◆ REQUIRED TASK
Copy the rows from the start through the line that contains "[[148, 42, 161, 66]]", renaming "helmet facemask" to "face guard" and changing nothing else. Leave out the pictures.

◆ ENTRIES PROVIDED

____________

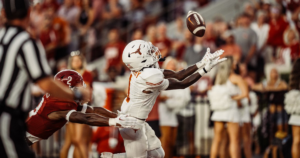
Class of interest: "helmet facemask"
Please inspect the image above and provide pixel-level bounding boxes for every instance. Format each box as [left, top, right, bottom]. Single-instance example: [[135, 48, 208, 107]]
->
[[148, 42, 161, 66]]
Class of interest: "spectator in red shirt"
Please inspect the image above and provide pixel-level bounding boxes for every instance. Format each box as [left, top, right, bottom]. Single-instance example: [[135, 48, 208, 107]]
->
[[221, 31, 242, 63], [267, 6, 289, 47], [104, 29, 125, 73], [40, 6, 71, 60], [144, 25, 157, 44], [92, 127, 125, 154], [284, 28, 300, 61], [131, 29, 143, 40], [42, 0, 59, 12], [154, 23, 172, 57]]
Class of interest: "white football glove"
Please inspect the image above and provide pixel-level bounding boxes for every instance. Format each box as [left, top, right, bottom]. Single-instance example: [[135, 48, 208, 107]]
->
[[196, 48, 224, 69], [109, 114, 144, 129], [198, 57, 227, 76]]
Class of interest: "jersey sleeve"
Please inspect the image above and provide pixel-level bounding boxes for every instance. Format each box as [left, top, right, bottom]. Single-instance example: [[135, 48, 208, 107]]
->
[[141, 69, 169, 91], [20, 39, 51, 82]]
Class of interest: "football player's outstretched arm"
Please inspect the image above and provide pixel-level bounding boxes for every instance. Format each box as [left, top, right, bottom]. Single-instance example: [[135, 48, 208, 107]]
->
[[163, 48, 224, 81], [48, 110, 138, 127], [37, 77, 90, 101], [77, 105, 118, 118], [166, 58, 226, 90]]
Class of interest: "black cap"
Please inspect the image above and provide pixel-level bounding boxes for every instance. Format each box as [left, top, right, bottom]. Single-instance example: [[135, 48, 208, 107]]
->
[[2, 0, 30, 20]]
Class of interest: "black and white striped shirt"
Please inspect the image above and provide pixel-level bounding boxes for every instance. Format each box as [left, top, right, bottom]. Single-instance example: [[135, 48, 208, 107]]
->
[[0, 25, 51, 115]]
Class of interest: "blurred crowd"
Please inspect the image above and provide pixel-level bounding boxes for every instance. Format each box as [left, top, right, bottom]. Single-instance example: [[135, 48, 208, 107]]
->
[[0, 0, 300, 158]]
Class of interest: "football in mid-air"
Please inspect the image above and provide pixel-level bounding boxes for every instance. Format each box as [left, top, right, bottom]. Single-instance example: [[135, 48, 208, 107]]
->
[[186, 11, 206, 37]]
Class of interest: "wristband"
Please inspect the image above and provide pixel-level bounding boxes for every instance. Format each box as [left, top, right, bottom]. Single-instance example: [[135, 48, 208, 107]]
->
[[198, 68, 207, 76], [66, 110, 76, 122], [74, 88, 83, 100], [196, 61, 204, 69], [108, 118, 117, 126], [81, 104, 87, 114]]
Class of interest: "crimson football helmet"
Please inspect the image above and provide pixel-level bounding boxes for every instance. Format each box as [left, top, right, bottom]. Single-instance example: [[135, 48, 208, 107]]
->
[[54, 69, 86, 90]]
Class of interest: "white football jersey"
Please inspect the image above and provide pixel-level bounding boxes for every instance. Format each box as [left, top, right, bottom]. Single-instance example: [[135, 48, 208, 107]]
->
[[121, 68, 169, 119]]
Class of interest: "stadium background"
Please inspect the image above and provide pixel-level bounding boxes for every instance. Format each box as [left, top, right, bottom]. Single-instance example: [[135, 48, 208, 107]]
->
[[0, 0, 300, 157]]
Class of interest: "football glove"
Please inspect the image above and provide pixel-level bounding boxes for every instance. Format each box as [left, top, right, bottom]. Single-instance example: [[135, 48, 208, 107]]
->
[[198, 57, 227, 76]]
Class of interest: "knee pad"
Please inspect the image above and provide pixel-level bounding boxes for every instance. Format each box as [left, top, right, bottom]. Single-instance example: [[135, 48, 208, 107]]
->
[[147, 147, 165, 158]]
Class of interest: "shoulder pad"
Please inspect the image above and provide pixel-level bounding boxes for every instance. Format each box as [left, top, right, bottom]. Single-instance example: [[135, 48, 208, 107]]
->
[[140, 68, 164, 83]]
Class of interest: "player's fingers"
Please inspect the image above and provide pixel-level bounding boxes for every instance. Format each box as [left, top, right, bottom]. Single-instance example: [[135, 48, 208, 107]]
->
[[218, 58, 227, 63], [206, 48, 210, 53]]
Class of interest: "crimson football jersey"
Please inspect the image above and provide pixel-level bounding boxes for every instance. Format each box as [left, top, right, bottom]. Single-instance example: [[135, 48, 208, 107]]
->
[[26, 94, 78, 139]]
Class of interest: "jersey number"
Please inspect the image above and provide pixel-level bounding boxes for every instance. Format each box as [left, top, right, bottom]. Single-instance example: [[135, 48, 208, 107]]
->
[[126, 74, 132, 103], [29, 98, 44, 117]]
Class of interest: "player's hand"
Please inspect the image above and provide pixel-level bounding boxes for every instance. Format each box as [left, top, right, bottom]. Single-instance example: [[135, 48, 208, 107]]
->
[[199, 57, 227, 76], [74, 87, 91, 103], [196, 48, 224, 69]]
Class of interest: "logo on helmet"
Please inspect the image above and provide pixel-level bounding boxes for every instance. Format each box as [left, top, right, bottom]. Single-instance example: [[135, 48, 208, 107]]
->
[[130, 45, 142, 55]]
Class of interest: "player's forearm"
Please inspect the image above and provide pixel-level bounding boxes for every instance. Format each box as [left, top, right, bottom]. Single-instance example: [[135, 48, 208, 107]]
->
[[87, 107, 118, 118], [69, 113, 109, 126], [37, 77, 74, 100], [167, 73, 201, 90], [164, 64, 198, 81]]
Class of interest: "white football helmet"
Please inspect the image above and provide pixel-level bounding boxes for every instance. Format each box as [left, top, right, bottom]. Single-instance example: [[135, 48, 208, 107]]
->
[[122, 40, 161, 71]]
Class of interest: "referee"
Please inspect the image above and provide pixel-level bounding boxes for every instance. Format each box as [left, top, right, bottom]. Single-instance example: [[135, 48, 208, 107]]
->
[[0, 0, 90, 158]]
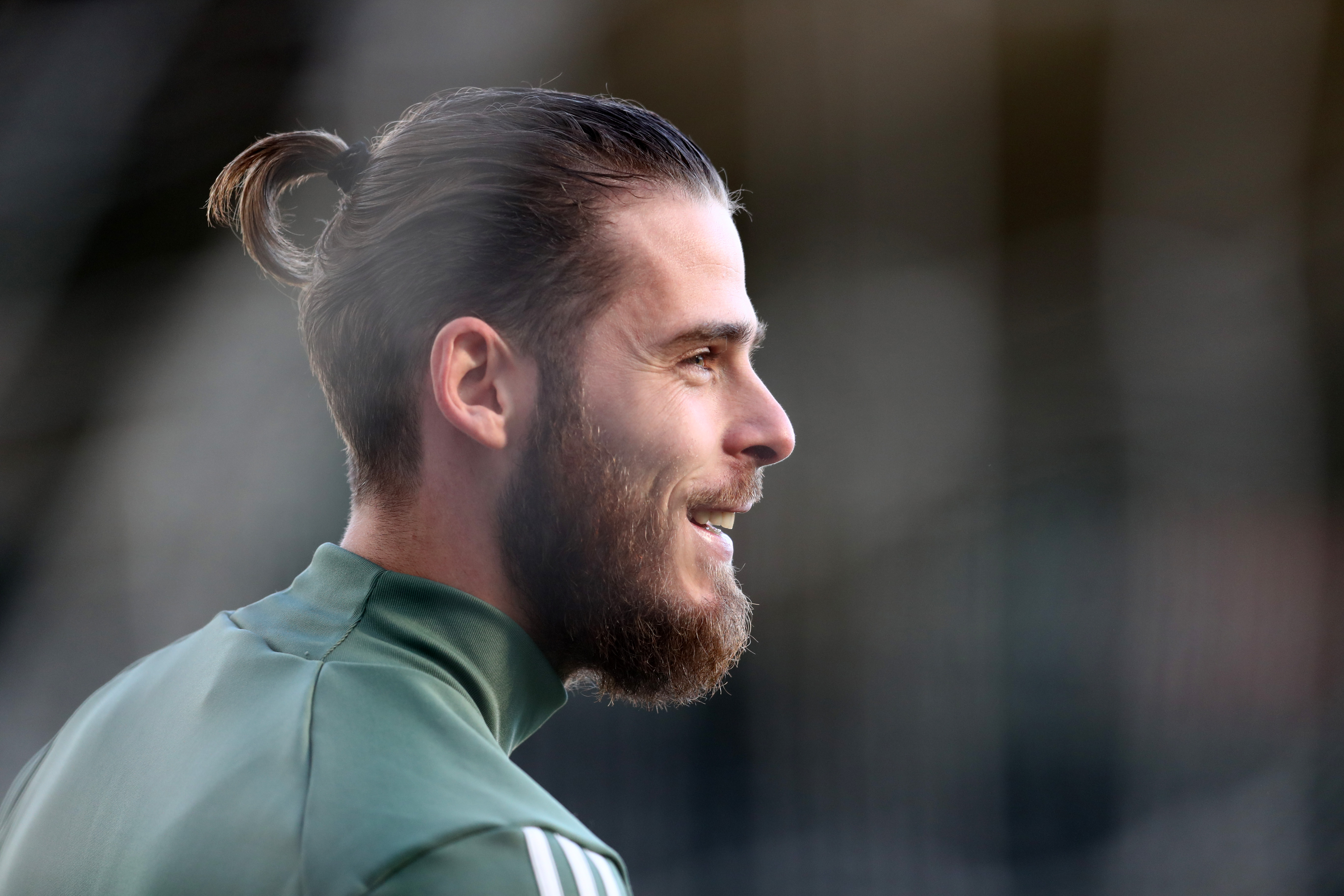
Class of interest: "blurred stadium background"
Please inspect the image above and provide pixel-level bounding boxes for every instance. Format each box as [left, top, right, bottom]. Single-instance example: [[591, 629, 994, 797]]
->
[[0, 0, 1344, 896]]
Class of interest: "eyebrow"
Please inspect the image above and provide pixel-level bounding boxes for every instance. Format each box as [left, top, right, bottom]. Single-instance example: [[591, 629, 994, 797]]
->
[[664, 321, 765, 352]]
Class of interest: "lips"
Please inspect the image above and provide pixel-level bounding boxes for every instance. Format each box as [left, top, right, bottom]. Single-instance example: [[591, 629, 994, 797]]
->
[[691, 508, 738, 529]]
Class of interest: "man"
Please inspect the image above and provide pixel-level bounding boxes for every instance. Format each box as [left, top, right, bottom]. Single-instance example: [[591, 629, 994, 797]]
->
[[0, 90, 793, 896]]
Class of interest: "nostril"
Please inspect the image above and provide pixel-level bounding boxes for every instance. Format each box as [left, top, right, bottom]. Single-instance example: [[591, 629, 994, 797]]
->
[[742, 445, 780, 463]]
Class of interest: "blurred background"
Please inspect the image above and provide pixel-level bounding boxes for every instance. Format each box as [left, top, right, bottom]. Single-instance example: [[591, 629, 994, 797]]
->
[[8, 0, 1344, 896]]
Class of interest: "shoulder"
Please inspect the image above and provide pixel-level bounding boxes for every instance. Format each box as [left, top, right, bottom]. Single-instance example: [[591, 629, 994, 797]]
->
[[370, 825, 629, 896], [302, 662, 618, 896]]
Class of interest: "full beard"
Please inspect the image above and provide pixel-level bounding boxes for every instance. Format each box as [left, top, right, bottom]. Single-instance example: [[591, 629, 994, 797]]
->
[[499, 380, 761, 707]]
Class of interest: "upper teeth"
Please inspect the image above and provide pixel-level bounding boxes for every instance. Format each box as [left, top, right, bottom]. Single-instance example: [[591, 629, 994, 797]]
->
[[691, 510, 738, 529]]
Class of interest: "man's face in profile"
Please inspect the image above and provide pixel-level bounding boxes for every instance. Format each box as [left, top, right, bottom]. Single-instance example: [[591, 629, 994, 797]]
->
[[500, 196, 793, 704]]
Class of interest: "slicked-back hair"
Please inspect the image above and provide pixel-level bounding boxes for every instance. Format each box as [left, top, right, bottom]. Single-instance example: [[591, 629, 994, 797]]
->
[[208, 89, 735, 506]]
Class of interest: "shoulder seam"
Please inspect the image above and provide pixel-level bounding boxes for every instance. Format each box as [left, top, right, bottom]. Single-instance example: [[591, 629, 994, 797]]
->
[[297, 570, 387, 893], [317, 570, 387, 662]]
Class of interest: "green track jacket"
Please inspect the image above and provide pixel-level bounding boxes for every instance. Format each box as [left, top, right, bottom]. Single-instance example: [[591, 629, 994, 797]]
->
[[0, 544, 628, 896]]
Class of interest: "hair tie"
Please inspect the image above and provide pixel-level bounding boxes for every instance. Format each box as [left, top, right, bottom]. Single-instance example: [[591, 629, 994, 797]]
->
[[327, 140, 368, 196]]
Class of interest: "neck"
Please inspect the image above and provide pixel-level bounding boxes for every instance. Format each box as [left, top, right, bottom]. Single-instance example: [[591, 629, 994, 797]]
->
[[340, 490, 528, 630]]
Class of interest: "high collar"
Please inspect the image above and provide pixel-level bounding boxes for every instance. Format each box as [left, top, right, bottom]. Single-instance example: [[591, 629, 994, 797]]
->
[[234, 544, 566, 752]]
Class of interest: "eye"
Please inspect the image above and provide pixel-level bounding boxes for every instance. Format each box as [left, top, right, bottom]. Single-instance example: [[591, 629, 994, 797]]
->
[[681, 348, 714, 369]]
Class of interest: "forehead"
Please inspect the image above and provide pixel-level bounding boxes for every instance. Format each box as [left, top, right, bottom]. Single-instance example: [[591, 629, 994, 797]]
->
[[598, 195, 755, 344]]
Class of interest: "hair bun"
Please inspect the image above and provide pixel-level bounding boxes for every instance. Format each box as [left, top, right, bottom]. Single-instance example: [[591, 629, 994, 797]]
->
[[327, 140, 368, 195]]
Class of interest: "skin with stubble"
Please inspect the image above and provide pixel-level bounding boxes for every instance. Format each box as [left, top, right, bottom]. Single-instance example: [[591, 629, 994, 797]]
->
[[343, 194, 793, 705]]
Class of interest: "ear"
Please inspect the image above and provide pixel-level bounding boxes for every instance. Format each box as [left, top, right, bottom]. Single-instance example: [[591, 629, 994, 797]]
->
[[430, 317, 535, 449]]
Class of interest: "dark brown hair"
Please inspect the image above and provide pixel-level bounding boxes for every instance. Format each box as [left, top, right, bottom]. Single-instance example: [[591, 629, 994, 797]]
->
[[208, 89, 735, 505]]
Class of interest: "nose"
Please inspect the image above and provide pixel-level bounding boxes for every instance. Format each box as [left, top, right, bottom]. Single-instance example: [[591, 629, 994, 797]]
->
[[723, 373, 793, 466]]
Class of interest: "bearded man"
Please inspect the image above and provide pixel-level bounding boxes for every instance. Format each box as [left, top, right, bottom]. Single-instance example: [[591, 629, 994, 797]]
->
[[0, 90, 793, 896]]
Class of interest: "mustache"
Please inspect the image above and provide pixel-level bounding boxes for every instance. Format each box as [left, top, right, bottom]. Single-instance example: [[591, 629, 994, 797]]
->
[[687, 466, 765, 508]]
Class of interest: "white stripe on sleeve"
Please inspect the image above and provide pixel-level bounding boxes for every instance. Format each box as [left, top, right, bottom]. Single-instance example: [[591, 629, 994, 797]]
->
[[583, 849, 625, 896], [523, 827, 564, 896], [555, 834, 597, 896]]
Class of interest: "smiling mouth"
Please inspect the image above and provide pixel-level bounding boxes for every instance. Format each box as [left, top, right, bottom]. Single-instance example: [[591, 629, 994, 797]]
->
[[687, 508, 738, 531]]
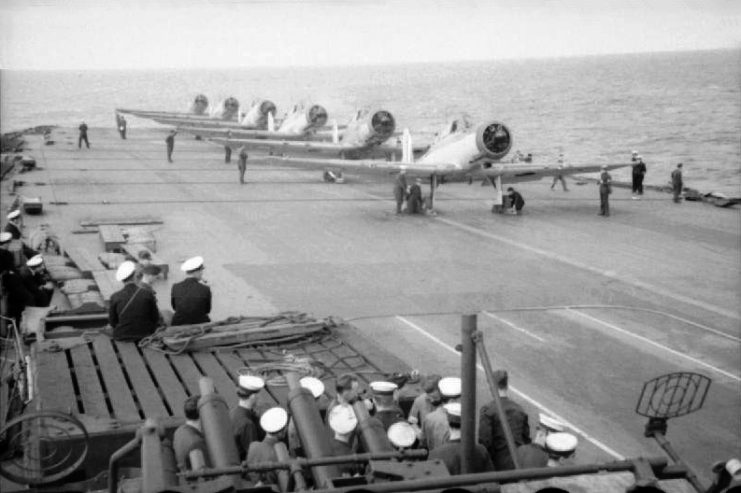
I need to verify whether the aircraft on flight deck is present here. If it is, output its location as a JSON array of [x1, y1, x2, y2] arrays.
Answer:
[[258, 119, 630, 210], [210, 109, 426, 165], [172, 104, 327, 139]]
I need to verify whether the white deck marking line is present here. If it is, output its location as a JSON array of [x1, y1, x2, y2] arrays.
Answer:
[[481, 312, 545, 342], [395, 316, 625, 460], [435, 216, 741, 320], [566, 308, 741, 382]]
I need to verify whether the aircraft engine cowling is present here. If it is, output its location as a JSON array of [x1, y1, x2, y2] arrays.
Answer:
[[190, 94, 208, 115], [369, 110, 396, 144], [476, 121, 512, 160], [306, 104, 327, 127]]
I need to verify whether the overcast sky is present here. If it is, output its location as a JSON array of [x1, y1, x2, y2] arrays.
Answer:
[[0, 0, 741, 69]]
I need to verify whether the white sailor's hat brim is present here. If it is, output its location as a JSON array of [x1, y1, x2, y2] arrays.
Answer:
[[26, 255, 44, 267], [327, 404, 358, 435], [260, 407, 288, 433], [299, 377, 324, 399], [180, 257, 203, 272], [238, 375, 265, 392], [386, 421, 417, 448], [370, 380, 399, 394], [437, 377, 461, 397], [116, 260, 136, 282], [545, 432, 579, 455]]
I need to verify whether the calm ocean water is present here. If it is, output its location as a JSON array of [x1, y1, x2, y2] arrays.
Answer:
[[0, 50, 741, 196]]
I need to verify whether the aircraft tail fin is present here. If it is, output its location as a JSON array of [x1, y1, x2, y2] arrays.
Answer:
[[332, 120, 340, 144], [401, 128, 414, 164]]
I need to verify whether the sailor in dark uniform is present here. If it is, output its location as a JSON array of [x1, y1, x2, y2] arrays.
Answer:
[[428, 402, 494, 476], [370, 381, 404, 431], [479, 370, 531, 471], [229, 375, 265, 460], [19, 255, 54, 306], [172, 395, 209, 471], [247, 407, 288, 484], [170, 257, 211, 325], [108, 260, 160, 341]]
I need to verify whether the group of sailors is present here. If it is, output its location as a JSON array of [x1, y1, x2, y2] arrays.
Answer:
[[0, 209, 55, 326], [173, 370, 577, 484]]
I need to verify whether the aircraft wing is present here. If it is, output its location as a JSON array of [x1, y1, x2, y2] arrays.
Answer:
[[477, 162, 631, 183], [210, 137, 362, 152], [267, 156, 466, 177]]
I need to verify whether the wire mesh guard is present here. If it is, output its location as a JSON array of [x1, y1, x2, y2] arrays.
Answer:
[[636, 372, 712, 418], [0, 411, 89, 485]]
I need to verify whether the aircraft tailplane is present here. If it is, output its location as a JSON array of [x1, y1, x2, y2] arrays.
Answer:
[[401, 128, 414, 164]]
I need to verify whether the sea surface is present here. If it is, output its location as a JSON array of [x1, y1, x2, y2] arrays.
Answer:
[[0, 49, 741, 196]]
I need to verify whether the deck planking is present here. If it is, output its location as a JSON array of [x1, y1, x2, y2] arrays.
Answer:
[[93, 336, 142, 422], [69, 344, 110, 418]]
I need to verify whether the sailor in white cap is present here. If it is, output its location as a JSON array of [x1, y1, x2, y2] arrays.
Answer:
[[170, 257, 211, 325], [172, 394, 210, 472], [288, 377, 326, 456], [370, 380, 404, 431], [386, 421, 417, 450], [247, 407, 288, 484], [632, 155, 646, 200], [229, 375, 265, 460], [517, 413, 565, 469], [420, 377, 461, 450], [407, 374, 442, 437], [545, 432, 579, 467], [427, 402, 494, 475], [19, 255, 54, 306], [479, 370, 530, 471], [104, 260, 160, 341], [597, 164, 612, 217], [327, 404, 360, 476]]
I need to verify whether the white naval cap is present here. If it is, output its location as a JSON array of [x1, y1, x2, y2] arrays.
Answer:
[[180, 257, 203, 272], [437, 377, 461, 397], [239, 375, 265, 393], [327, 404, 358, 435], [538, 413, 566, 431], [369, 380, 399, 395], [298, 377, 324, 399], [545, 432, 579, 457], [386, 421, 417, 448], [26, 255, 44, 267], [260, 407, 288, 433], [116, 260, 136, 282]]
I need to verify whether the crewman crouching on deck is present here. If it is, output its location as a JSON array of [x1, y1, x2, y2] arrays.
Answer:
[[247, 407, 288, 484], [170, 257, 211, 325], [229, 375, 265, 460], [428, 402, 494, 475], [20, 255, 54, 306], [172, 395, 210, 471], [104, 260, 160, 341]]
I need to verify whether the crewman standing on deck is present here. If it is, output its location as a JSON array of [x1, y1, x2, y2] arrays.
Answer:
[[238, 146, 247, 185], [672, 163, 684, 204], [170, 257, 211, 325], [77, 122, 90, 149], [229, 375, 265, 460], [597, 164, 612, 217], [165, 130, 178, 163], [104, 260, 160, 341]]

____________

◆ FULL OUTPUT
Class of interest: "face guard"
Please inspect the image above and provide pixel-level bounding boxes for every instance. Format each box as [left, top, right, bottom]. Single-instance example: [[135, 48, 208, 107]]
->
[[148, 42, 161, 66]]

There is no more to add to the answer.